YOUR GOAL>
Without the pictures, output all of the data exactly.

++++++++++++++++++++

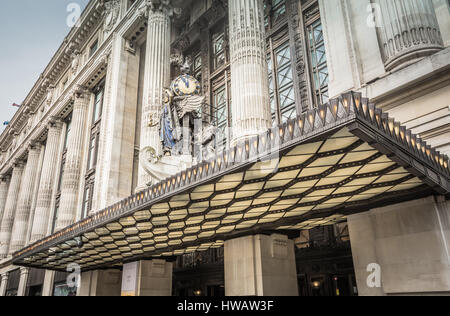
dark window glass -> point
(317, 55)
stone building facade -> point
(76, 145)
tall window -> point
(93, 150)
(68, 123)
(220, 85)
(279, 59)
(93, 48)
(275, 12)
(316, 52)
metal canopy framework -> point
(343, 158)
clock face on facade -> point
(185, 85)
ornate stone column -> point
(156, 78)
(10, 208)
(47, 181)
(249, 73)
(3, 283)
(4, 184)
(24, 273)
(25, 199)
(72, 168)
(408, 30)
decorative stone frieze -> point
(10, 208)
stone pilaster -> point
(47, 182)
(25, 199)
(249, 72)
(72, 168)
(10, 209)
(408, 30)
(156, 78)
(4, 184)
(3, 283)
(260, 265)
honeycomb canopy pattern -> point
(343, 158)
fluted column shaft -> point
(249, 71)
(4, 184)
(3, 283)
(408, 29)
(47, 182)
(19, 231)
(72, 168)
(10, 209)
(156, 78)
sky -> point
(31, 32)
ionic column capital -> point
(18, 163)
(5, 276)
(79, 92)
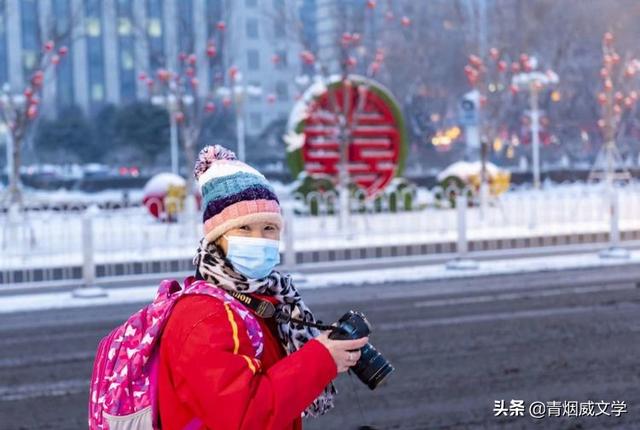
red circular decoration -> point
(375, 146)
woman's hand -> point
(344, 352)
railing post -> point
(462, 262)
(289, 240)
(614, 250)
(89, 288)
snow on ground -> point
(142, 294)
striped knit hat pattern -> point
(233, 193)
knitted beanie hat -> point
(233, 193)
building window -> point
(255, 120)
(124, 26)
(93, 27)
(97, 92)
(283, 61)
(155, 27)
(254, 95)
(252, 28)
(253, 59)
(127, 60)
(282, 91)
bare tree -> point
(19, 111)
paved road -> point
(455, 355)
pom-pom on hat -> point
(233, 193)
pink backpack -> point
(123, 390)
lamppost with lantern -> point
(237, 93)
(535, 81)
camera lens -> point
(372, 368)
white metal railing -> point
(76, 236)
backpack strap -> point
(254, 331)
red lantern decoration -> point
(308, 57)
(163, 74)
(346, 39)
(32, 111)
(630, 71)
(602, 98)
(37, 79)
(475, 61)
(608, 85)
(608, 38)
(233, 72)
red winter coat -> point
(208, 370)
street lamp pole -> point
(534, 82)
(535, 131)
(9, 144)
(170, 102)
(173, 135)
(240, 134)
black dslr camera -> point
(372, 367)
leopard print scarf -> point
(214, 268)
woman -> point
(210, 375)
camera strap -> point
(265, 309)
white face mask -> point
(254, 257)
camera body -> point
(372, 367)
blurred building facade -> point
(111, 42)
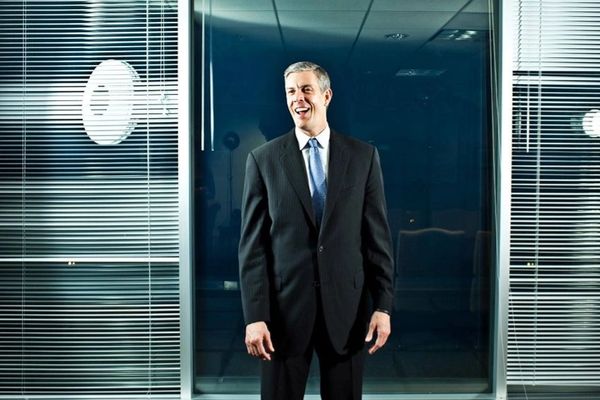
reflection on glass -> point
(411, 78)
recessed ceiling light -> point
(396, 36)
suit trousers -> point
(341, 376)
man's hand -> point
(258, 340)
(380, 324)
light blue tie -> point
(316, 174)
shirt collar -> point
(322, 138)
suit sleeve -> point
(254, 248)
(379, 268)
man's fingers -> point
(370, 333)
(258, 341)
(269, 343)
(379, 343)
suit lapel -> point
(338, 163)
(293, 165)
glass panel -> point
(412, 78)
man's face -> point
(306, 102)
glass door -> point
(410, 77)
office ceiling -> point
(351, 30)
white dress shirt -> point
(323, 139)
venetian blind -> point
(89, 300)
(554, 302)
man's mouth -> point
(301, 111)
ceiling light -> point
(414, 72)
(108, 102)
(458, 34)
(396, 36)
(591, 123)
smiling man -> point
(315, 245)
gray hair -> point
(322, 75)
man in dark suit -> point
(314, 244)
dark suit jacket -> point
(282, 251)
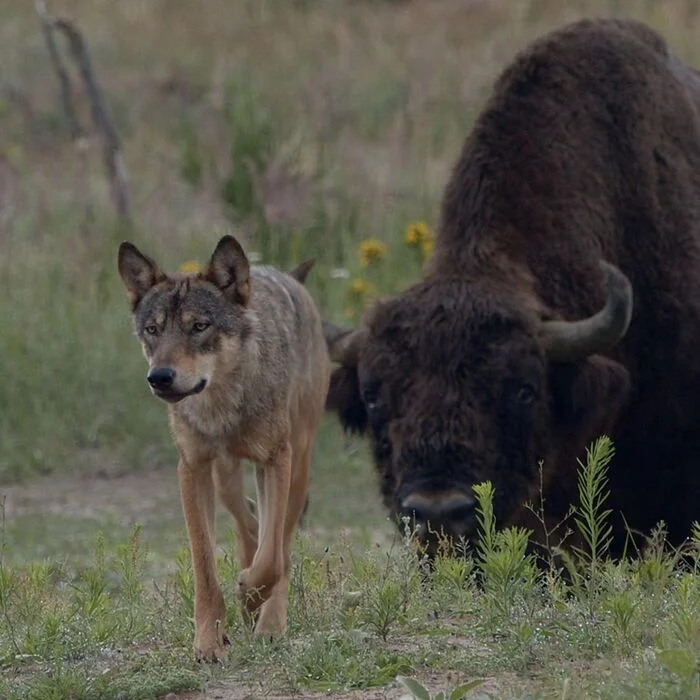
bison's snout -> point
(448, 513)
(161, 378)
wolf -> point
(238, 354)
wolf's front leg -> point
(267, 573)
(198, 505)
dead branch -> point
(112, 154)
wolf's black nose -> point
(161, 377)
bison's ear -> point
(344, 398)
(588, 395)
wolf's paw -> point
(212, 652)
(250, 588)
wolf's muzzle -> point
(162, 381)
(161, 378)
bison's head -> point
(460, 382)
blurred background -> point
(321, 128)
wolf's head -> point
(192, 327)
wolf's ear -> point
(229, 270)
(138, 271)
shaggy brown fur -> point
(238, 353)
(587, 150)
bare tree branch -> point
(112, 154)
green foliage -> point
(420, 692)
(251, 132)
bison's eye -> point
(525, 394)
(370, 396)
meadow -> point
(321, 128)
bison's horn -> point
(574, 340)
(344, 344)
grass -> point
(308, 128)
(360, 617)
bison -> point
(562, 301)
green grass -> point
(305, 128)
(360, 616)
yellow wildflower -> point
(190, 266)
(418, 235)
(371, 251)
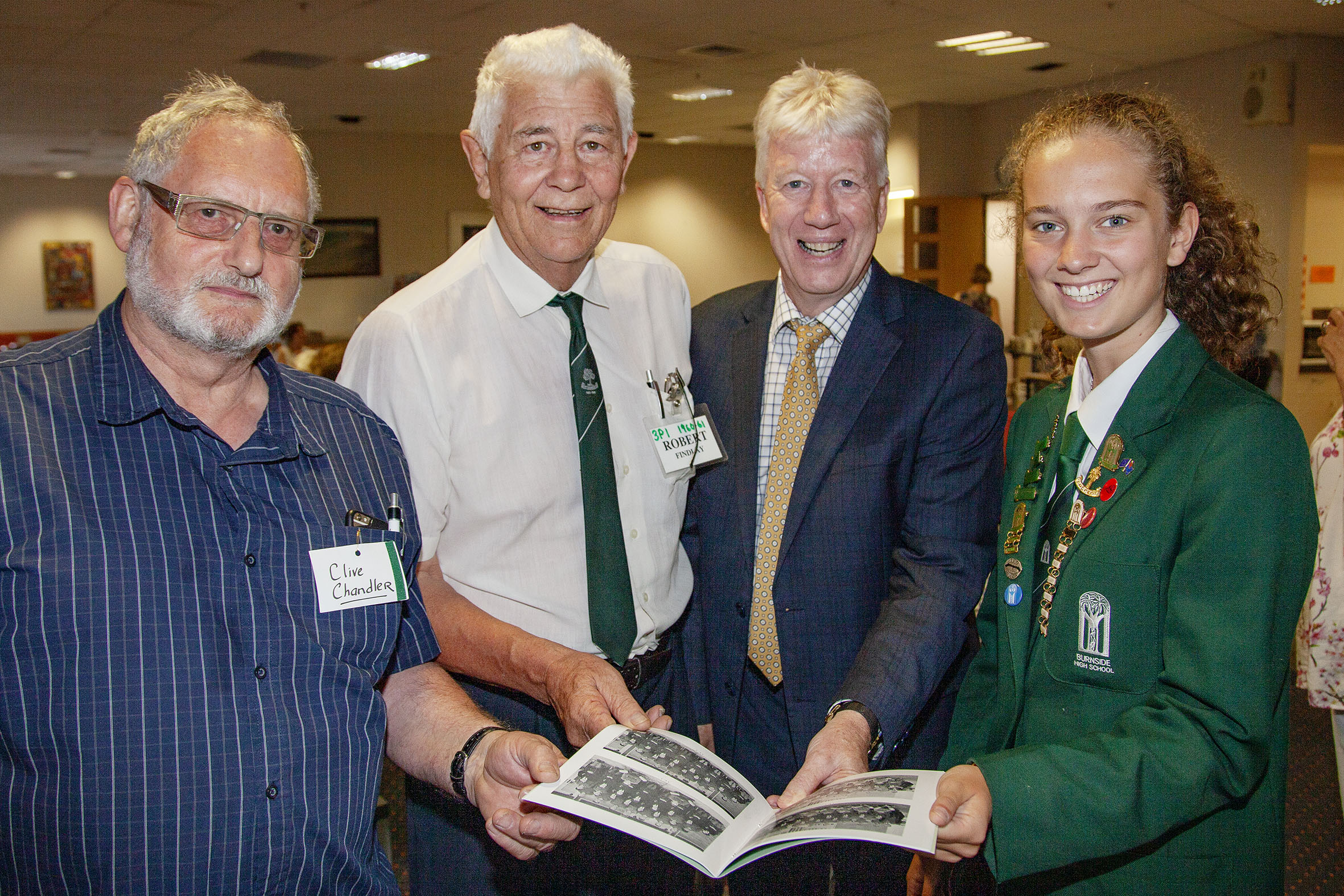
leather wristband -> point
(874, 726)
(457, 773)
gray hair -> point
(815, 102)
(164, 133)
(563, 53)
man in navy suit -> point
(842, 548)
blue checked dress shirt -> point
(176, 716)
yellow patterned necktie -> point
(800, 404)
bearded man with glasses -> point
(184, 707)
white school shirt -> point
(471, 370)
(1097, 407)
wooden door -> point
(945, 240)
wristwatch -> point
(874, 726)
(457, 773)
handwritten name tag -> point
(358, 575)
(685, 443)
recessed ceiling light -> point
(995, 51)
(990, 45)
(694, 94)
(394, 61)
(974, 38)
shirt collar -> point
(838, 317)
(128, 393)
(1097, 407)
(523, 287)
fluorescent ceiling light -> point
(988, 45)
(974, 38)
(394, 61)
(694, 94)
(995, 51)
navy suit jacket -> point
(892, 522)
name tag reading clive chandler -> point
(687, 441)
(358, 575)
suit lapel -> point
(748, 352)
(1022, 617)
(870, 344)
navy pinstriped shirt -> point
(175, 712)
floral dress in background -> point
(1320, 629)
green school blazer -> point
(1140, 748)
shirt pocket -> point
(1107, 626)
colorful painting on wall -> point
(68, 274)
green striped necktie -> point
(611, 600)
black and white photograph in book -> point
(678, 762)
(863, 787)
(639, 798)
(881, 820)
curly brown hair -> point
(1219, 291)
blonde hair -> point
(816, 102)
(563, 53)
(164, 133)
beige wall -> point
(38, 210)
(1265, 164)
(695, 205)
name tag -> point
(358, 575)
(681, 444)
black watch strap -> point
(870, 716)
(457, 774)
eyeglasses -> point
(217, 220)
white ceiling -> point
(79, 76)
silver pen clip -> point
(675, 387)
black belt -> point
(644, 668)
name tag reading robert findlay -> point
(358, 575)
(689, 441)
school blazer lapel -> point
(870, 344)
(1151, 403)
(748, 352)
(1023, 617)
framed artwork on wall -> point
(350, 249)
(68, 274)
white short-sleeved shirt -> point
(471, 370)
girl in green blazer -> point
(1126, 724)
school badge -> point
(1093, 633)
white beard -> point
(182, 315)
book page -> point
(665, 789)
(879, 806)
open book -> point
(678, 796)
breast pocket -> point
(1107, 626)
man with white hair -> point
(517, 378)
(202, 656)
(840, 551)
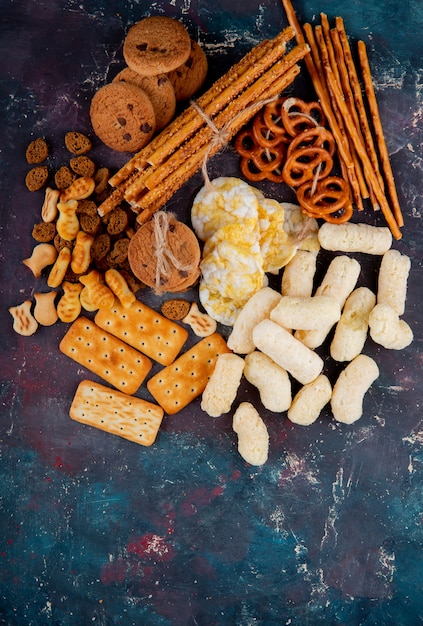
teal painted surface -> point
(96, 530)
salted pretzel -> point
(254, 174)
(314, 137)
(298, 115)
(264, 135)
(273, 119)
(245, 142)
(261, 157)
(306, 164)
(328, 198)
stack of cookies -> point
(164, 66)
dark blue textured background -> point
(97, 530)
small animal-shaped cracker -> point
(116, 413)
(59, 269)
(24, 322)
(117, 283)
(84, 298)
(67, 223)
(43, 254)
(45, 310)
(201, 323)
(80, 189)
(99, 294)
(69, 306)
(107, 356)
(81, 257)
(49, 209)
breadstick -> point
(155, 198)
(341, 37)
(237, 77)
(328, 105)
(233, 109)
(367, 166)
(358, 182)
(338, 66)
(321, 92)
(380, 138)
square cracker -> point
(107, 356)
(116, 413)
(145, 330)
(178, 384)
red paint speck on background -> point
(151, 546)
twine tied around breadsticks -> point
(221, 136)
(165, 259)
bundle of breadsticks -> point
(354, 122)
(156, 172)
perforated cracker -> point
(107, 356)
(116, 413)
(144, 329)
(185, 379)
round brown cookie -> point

++++++++++++++++++++

WRITTEN ANSWER>
dark window glass -> point
(317, 55)
stone building facade -> point
(76, 145)
tall window -> point
(93, 150)
(68, 123)
(220, 85)
(279, 59)
(93, 48)
(275, 12)
(316, 52)
metal canopy framework -> point
(343, 158)
clock face on facade -> point
(185, 85)
ornate stone column -> point
(156, 78)
(10, 208)
(47, 181)
(249, 73)
(3, 283)
(4, 184)
(24, 273)
(25, 199)
(72, 168)
(408, 30)
decorative stone frieze -> point
(10, 208)
stone pilaster -> point
(47, 182)
(25, 199)
(249, 72)
(72, 168)
(10, 209)
(408, 30)
(156, 78)
(4, 184)
(3, 283)
(260, 265)
honeycomb canopy pattern -> point
(343, 158)
fluted column shaft -> point
(249, 71)
(4, 184)
(3, 283)
(408, 29)
(47, 182)
(19, 231)
(72, 168)
(10, 209)
(156, 78)
sky -> point
(31, 32)
ionic column capital -> point
(18, 163)
(5, 276)
(79, 92)
red circular decoration -> point
(375, 146)
woman's hand -> point
(344, 352)
railing post -> point
(462, 262)
(289, 240)
(614, 250)
(89, 288)
snow on ground -> point
(142, 294)
striped knit hat pattern -> point
(233, 193)
knitted beanie hat -> point
(233, 193)
building window -> point
(255, 120)
(124, 26)
(93, 27)
(97, 92)
(283, 61)
(155, 27)
(254, 95)
(252, 28)
(253, 59)
(127, 60)
(282, 91)
bare tree -> point
(19, 111)
paved road -> point
(455, 355)
pom-pom on hat -> point
(233, 193)
pink backpack -> point
(123, 390)
lamppost with lantern -> point
(237, 93)
(535, 81)
camera lens -> point
(372, 368)
white metal railing -> point
(76, 236)
backpack strap -> point
(254, 331)
red lantern decoration -> point
(308, 57)
(163, 74)
(346, 39)
(32, 111)
(630, 71)
(602, 98)
(37, 79)
(475, 61)
(608, 85)
(608, 38)
(233, 72)
red winter coat -> point
(208, 370)
street lamp pole -> point
(534, 82)
(535, 131)
(9, 144)
(170, 102)
(173, 135)
(240, 134)
black dslr camera -> point
(372, 367)
leopard print scarf -> point
(214, 268)
woman -> point
(210, 375)
camera strap -> point
(265, 309)
white face mask -> point
(254, 257)
camera body -> point
(372, 367)
blurred building facade -> point
(111, 42)
reflection on glass -> point
(411, 78)
recessed ceiling light -> point
(396, 36)
suit trousers -> point
(341, 376)
man's hand -> point
(258, 340)
(380, 324)
light blue tie -> point
(316, 174)
shirt collar -> point
(322, 138)
suit sleeve -> point
(254, 248)
(379, 268)
man's fingers -> point
(370, 333)
(258, 341)
(269, 343)
(379, 343)
suit lapel -> point
(338, 163)
(293, 165)
glass panel -> point
(412, 78)
man's face -> point
(306, 102)
glass door -> point
(410, 77)
office ceiling -> point
(351, 30)
white dress shirt -> point
(323, 139)
venetian blind -> point
(89, 300)
(554, 302)
man's mouth -> point
(301, 111)
ceiling light -> point
(414, 72)
(108, 102)
(458, 34)
(396, 36)
(591, 123)
smiling man -> point
(315, 245)
gray hair -> point
(322, 75)
man in dark suit -> point
(314, 244)
dark suit jacket -> point
(282, 251)
bison's snout -> point
(448, 513)
(161, 378)
wolf -> point
(238, 354)
wolf's front leg -> point
(267, 573)
(198, 505)
dead branch -> point
(112, 154)
wolf's black nose -> point
(161, 377)
bison's ear -> point
(344, 398)
(588, 395)
wolf's paw -> point
(212, 652)
(250, 588)
wolf's muzzle -> point
(162, 381)
(161, 378)
bison's head -> point
(460, 382)
blurred background -> point
(321, 128)
wolf's head -> point
(192, 327)
wolf's ear -> point
(229, 270)
(138, 271)
shaggy brown fur -> point
(238, 353)
(587, 150)
bare tree branch -> point
(112, 154)
green foliage -> point
(420, 692)
(251, 132)
bison's eye -> point
(525, 394)
(370, 396)
meadow -> point
(321, 128)
bison's horn -> point
(574, 340)
(344, 344)
grass -> point
(308, 128)
(360, 617)
bison -> point
(562, 301)
green grass -> point
(305, 128)
(360, 616)
yellow wildflower -> point
(190, 266)
(418, 235)
(371, 251)
leather wristband -> point
(874, 726)
(457, 773)
gray hair -> point
(815, 102)
(164, 133)
(563, 53)
man in navy suit -> point
(842, 548)
blue checked dress shirt -> point
(176, 716)
yellow patterned necktie -> point
(800, 404)
bearded man with glasses -> point
(184, 707)
white school shirt -> point
(471, 370)
(1097, 407)
wooden door -> point
(945, 240)
wristwatch -> point
(874, 726)
(457, 773)
handwritten name tag -> point
(358, 575)
(685, 443)
recessed ceiling light -> point
(995, 51)
(990, 45)
(694, 94)
(394, 61)
(974, 38)
shirt collar -> point
(838, 317)
(128, 393)
(1097, 407)
(523, 287)
fluorescent ceiling light -> point
(988, 45)
(974, 38)
(394, 61)
(694, 94)
(995, 51)
navy suit jacket -> point
(892, 522)
name tag reading clive chandler -> point
(687, 441)
(358, 575)
suit lapel -> point
(748, 352)
(1022, 617)
(870, 344)
navy pinstriped shirt -> point
(175, 712)
floral dress in background -> point
(1320, 629)
green school blazer -> point
(1140, 748)
shirt pocket -> point
(1107, 626)
colorful painting on wall -> point
(68, 274)
green striped necktie -> point
(611, 600)
black and white photograph in book -> point
(678, 762)
(863, 787)
(639, 798)
(881, 820)
curly brown hair -> point
(1219, 291)
blonde hair -> point
(816, 102)
(563, 53)
(164, 133)
beige wall -> point
(38, 210)
(1265, 164)
(695, 205)
name tag -> point
(358, 575)
(681, 444)
black watch strap -> point
(870, 716)
(457, 774)
eyeglasses -> point
(217, 220)
white ceiling -> point
(79, 76)
silver pen clip -> point
(675, 387)
black belt -> point
(644, 668)
name tag reading robert findlay -> point
(358, 575)
(689, 441)
school blazer lapel -> point
(870, 344)
(1151, 403)
(748, 352)
(1023, 617)
framed artwork on wall -> point
(350, 249)
(68, 274)
white short-sleeved shirt -> point
(471, 370)
girl in green blazer -> point
(1126, 724)
school badge -> point
(1093, 633)
white beard -> point
(182, 315)
book page -> point
(665, 789)
(879, 806)
open book -> point
(678, 796)
breast pocket -> point
(1107, 626)
man with white hair -> point
(517, 378)
(202, 656)
(840, 551)
teal painted surface -> point
(96, 530)
salted pretzel -> point
(254, 174)
(314, 137)
(298, 115)
(264, 135)
(273, 119)
(245, 142)
(261, 157)
(306, 164)
(328, 198)
stack of cookies -> point
(164, 66)
dark blue textured background -> point
(97, 530)
small animal-shaped cracker -> point
(116, 413)
(59, 269)
(24, 322)
(117, 283)
(84, 298)
(67, 223)
(43, 254)
(45, 310)
(201, 323)
(80, 189)
(99, 294)
(69, 306)
(107, 356)
(81, 257)
(49, 209)
breadstick -> point
(155, 198)
(341, 37)
(237, 77)
(328, 105)
(233, 109)
(367, 166)
(358, 182)
(338, 66)
(321, 92)
(380, 138)
square cracker -> point
(107, 356)
(116, 413)
(145, 330)
(178, 384)
red paint speck on background -> point
(151, 546)
twine tied around breadsticks -> point
(221, 136)
(165, 259)
bundle of breadsticks -> point
(354, 122)
(156, 172)
perforated cracker -> point
(107, 356)
(116, 413)
(144, 329)
(185, 379)
round brown cookie -> point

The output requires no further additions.